• Requirement
Set down the entries below exactly; drop the pictures.

• Dataset extract
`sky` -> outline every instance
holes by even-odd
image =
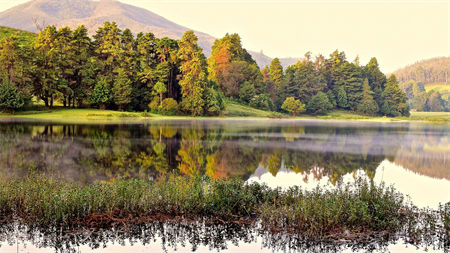
[[[0,0],[0,11],[26,0]],[[238,33],[245,48],[270,57],[344,51],[361,64],[377,57],[392,72],[450,55],[449,0],[121,0],[175,23],[222,37]]]

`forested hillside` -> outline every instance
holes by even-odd
[[[416,111],[450,111],[450,57],[419,61],[394,72]]]
[[[84,26],[48,26],[30,43],[4,38],[0,61],[0,108],[7,111],[35,97],[48,107],[59,101],[64,107],[218,115],[228,97],[294,115],[333,109],[409,115],[397,79],[386,79],[375,58],[361,65],[337,50],[329,58],[307,53],[286,70],[277,58],[261,70],[238,34],[216,40],[207,59],[193,31],[180,40],[134,36],[105,22],[91,39]]]
[[[449,84],[450,57],[437,57],[416,62],[394,72],[400,82]]]

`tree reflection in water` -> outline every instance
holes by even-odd
[[[38,171],[89,184],[166,172],[248,179],[259,166],[335,183],[388,159],[450,180],[449,130],[433,125],[162,121],[140,125],[0,122],[0,174]]]
[[[99,249],[111,244],[130,245],[130,247],[160,244],[158,247],[163,251],[183,250],[188,245],[190,251],[196,251],[200,247],[223,251],[232,245],[250,244],[254,246],[255,251],[262,247],[273,252],[340,252],[345,249],[371,252],[385,251],[399,238],[379,237],[376,238],[376,243],[374,239],[313,241],[295,234],[259,230],[253,225],[199,222],[153,222],[109,229],[80,229],[67,232],[60,229],[28,228],[15,223],[0,226],[0,245],[3,244],[3,247],[6,243],[15,245],[20,242],[61,253],[75,253],[78,252],[79,247],[83,246]],[[262,243],[259,244],[258,241]],[[443,247],[443,243],[442,240],[439,242],[440,248]],[[416,242],[415,245],[432,248],[432,245],[426,244],[426,241],[420,241],[420,244]],[[0,246],[0,250],[1,248]]]

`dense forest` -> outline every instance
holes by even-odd
[[[406,93],[408,105],[416,111],[450,111],[450,57],[419,61],[397,70],[400,88]]]
[[[416,62],[394,72],[400,82],[448,84],[450,57],[437,57]]]
[[[405,91],[408,105],[413,110],[423,112],[450,111],[450,97],[445,93],[448,90],[430,89],[427,91],[423,83],[416,81],[400,83],[400,88]]]
[[[376,58],[349,62],[307,53],[283,70],[275,58],[262,70],[237,34],[215,41],[207,59],[193,31],[180,40],[134,36],[105,22],[93,38],[48,26],[31,43],[17,36],[0,43],[0,108],[20,110],[32,98],[53,107],[98,107],[162,114],[219,115],[225,97],[252,107],[325,114],[333,109],[366,115],[407,116],[406,95]]]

• Task response
`sky` -> outline every instance
holes by even-odd
image =
[[[0,0],[0,11],[26,0]],[[238,33],[245,48],[270,57],[344,51],[361,64],[377,57],[392,72],[450,55],[449,0],[121,0],[175,23],[222,37]]]

`forested hillside` -> outline every instance
holes by even-odd
[[[416,111],[450,111],[450,57],[419,61],[394,72]]]
[[[84,26],[48,26],[30,43],[4,38],[0,61],[0,108],[7,111],[35,97],[48,107],[59,101],[64,107],[218,115],[228,97],[294,115],[333,109],[409,115],[397,79],[386,79],[375,58],[361,65],[337,50],[329,58],[307,53],[286,70],[277,58],[261,70],[238,34],[216,40],[207,59],[193,31],[180,40],[134,36],[105,22],[91,39]]]
[[[449,84],[450,57],[437,57],[416,62],[394,72],[400,82]]]

`tree reflection in water` -> outline every instance
holes by even-odd
[[[38,171],[89,184],[166,172],[248,179],[259,166],[335,183],[388,159],[450,180],[449,130],[433,125],[162,121],[140,125],[0,122],[0,174]]]
[[[99,249],[111,244],[130,245],[130,247],[160,244],[158,247],[163,251],[183,250],[188,245],[190,251],[196,251],[200,247],[223,251],[232,245],[250,244],[254,246],[255,251],[262,247],[273,252],[340,252],[345,249],[371,252],[385,251],[399,238],[379,237],[376,238],[376,243],[374,239],[313,241],[295,234],[259,230],[253,225],[199,222],[153,222],[109,229],[80,229],[67,232],[60,229],[28,228],[15,223],[0,226],[0,245],[3,244],[3,247],[6,243],[15,245],[20,242],[61,253],[75,253],[78,252],[79,247],[83,246]],[[262,243],[259,244],[258,241]],[[443,247],[443,243],[442,240],[439,242],[440,248]],[[416,242],[415,245],[432,248],[432,245],[426,244],[426,241],[420,241],[420,244]],[[0,246],[0,250],[1,248]]]

`dense forest` -> outline every instance
holes by even-odd
[[[406,93],[408,105],[416,111],[450,111],[450,57],[419,61],[397,70],[400,88]]]
[[[416,62],[394,72],[400,82],[448,84],[450,57],[437,57]]]
[[[405,91],[408,105],[413,110],[423,112],[450,111],[450,97],[445,93],[448,90],[430,89],[427,91],[423,83],[416,81],[400,83],[400,88]]]
[[[376,58],[349,62],[307,53],[283,70],[275,58],[262,70],[237,34],[215,41],[207,59],[193,31],[180,40],[134,36],[105,22],[93,38],[48,26],[31,43],[17,36],[0,43],[0,108],[20,110],[32,98],[53,107],[98,107],[162,114],[219,115],[225,97],[252,107],[325,114],[333,109],[366,115],[407,116],[406,95]]]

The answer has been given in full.